- [PASSAGE PROVIDED]
──────
Keywords: ADPKD; cystic kidney; kidney volume; polycystic kidney disease; progression of chronic renal failure; survival.

Copyright © 2015 by the American Society of Nephrology.

Figures

Figure 1.

Flowchart of the study design and classification. We reviewed electronically available abdominal CT or MRI of 1069 patients with ADPKD from the Mayo Clinic, of whom 590 were classified as having typical ADPKD (class 1) or atypical ADPKD (class 2). The 538 class 1 patients were randomly partitioned into a development set (70%) or an internal validation set (30%). Assuming a theoretical starting HtTKV of 150 ml/m and a yearly increase of 1.5%, 3%, 4.5%, or 6%, HtTKV limits were calculated for each age in the development set. Patients were then subclassified as 1A–1E on the basis of the HtTKV for their specific age. The same classification criteria were applied to the internal validation set. In addition, the images from 177 non-Mayo CRISP participants were reviewed and 173 were classified as class 1 to form the external validation set. Atypical patients (class 2) were subclassified as 2A or 2B according to imaging characteristics (Supplemental Figure 1, Table 1). FU, follow-up; SCr, serum creatinine.

Figure 2.

TKV by ellipsoid correlates strongly with TKV by stereology. Comparison of TKVe from CT or MRI versus TKVs in the MTPC (A and B) and CRISP (C and D) cohorts. TKVs and TKVe were strongly correlated (A and C) without systematic under- or overestimation of TKVe (B and D) in both cohorts. In 175 of the 590 MTPC patients (29.7%; B) and in 10 of the 177 CRISP patients (5.6%; D), the percentage difference between TKVe and TKVs exceeded 10%. The difference exceeded 20% in only 5.9% of the MTPC and in none of the CRISP patients.
──────
- [GIVEN INFORMATION]
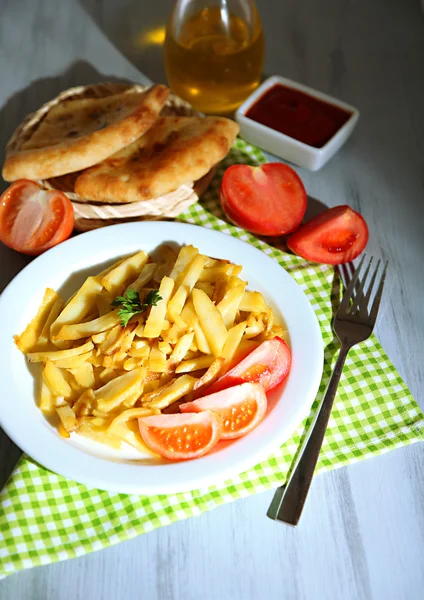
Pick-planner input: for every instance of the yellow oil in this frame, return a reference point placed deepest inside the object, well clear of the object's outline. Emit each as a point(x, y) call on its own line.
point(214, 65)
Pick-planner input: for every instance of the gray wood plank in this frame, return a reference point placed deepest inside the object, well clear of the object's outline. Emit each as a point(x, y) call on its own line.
point(362, 532)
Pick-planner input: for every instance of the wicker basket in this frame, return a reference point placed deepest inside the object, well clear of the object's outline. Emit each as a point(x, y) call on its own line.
point(89, 214)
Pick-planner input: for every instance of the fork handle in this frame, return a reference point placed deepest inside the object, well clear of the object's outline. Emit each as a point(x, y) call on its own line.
point(289, 499)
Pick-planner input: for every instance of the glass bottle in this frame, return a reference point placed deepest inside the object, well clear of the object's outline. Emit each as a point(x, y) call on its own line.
point(214, 52)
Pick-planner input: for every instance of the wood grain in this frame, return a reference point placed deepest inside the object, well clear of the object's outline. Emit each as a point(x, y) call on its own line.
point(362, 532)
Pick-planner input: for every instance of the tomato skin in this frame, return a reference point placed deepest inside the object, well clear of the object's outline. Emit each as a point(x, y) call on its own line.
point(336, 236)
point(268, 365)
point(268, 200)
point(32, 220)
point(181, 436)
point(233, 405)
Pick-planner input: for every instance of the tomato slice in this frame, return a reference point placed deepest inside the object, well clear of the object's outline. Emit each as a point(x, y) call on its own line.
point(267, 365)
point(181, 436)
point(336, 236)
point(266, 200)
point(33, 220)
point(241, 408)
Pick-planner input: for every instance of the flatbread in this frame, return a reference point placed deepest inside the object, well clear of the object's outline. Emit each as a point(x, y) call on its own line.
point(82, 223)
point(78, 130)
point(174, 151)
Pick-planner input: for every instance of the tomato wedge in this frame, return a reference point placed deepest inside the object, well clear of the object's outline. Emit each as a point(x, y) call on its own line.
point(241, 408)
point(33, 220)
point(266, 200)
point(267, 365)
point(336, 236)
point(181, 436)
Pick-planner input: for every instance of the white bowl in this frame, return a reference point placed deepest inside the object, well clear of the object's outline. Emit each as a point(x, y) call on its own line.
point(285, 146)
point(64, 268)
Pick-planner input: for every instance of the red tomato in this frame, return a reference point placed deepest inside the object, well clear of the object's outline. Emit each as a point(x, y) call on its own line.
point(267, 365)
point(240, 407)
point(180, 437)
point(33, 220)
point(336, 236)
point(266, 200)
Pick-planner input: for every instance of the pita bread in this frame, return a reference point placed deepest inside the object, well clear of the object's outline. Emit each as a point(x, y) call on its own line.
point(168, 211)
point(174, 151)
point(78, 130)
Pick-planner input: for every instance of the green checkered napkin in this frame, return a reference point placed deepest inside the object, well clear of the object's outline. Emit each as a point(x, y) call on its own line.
point(46, 518)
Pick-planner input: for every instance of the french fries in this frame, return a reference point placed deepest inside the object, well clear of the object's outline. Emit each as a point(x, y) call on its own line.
──────
- [ACTIONS TO TAKE]
a: Say whether each statement agrees with the ADPKD figure captions, please, and answer yes or no with the deciding words quoted. (i) The class 1 patients were split 70% into a development set and 30% into an internal validation set. (ii) The external validation set was drawn from Mayo Clinic patients. (iii) The difference between TKVe and TKVs exceeded 20% in some CRISP patients.
b: Carry on the ADPKD figure captions from where they stop.

- [PER-TASK ANSWERS]
a:
(i) Yes: "The 538 class 1 patients were randomly partitioned into a development set (70%) or an internal validation set (30%)."
(ii) No: "the images from 177 non-Mayo CRISP participants were reviewed and 173 were classified as class 1 to form the external validation set."
(iii) No: "The difference exceeded 20% in only 5.9% of the MTPC and in none of the CRISP patients."

b:
Figure 3.

Classification by HtTKV0 and age at HtTKV0 predicts the change in eGFR over time in class 1 patients. (A) Subclassification of patients with class 1 ADPKD at baseline based on HtTKV limits for their age. Limits are defined based on estimated kidney growth rates of 1.5%, 3.0%, 4.5%, and 6.0%. (B) Slopes for men based on the model presented in Table 5. As a reference, the average eGFR at baseline (75 ml/min per 1.73 m2) and the average age at baseline (44 years) for all class 1 patients were used for the model. Estimated slopes (ml/min per 1.73 m2 per year) by subclass (A–E) are −0.23,−1.33, −2.63, −3.48, and −4.78, respectively, for men and 0.03, −1.13, −2.43, −3.29 and −4.58, respectively, for women (not plotted). Values for normal slope (*) were obtained from a population of healthy kidney donors.

Figure 4.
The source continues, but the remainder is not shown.